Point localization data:
=== Section Start ===

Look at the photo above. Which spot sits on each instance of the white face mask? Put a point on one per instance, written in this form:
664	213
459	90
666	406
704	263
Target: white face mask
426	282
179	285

=== Section End ===

#### [TASK DIRECTIONS]
Word for word, write out every record.

#### [TASK RESPONSE]
Look at the photo above. Which spot sits on each instance of the white face mask? Put a point on one per instance, written in this form:
664	213
459	90
666	406
704	263
Target: white face mask
426	282
179	285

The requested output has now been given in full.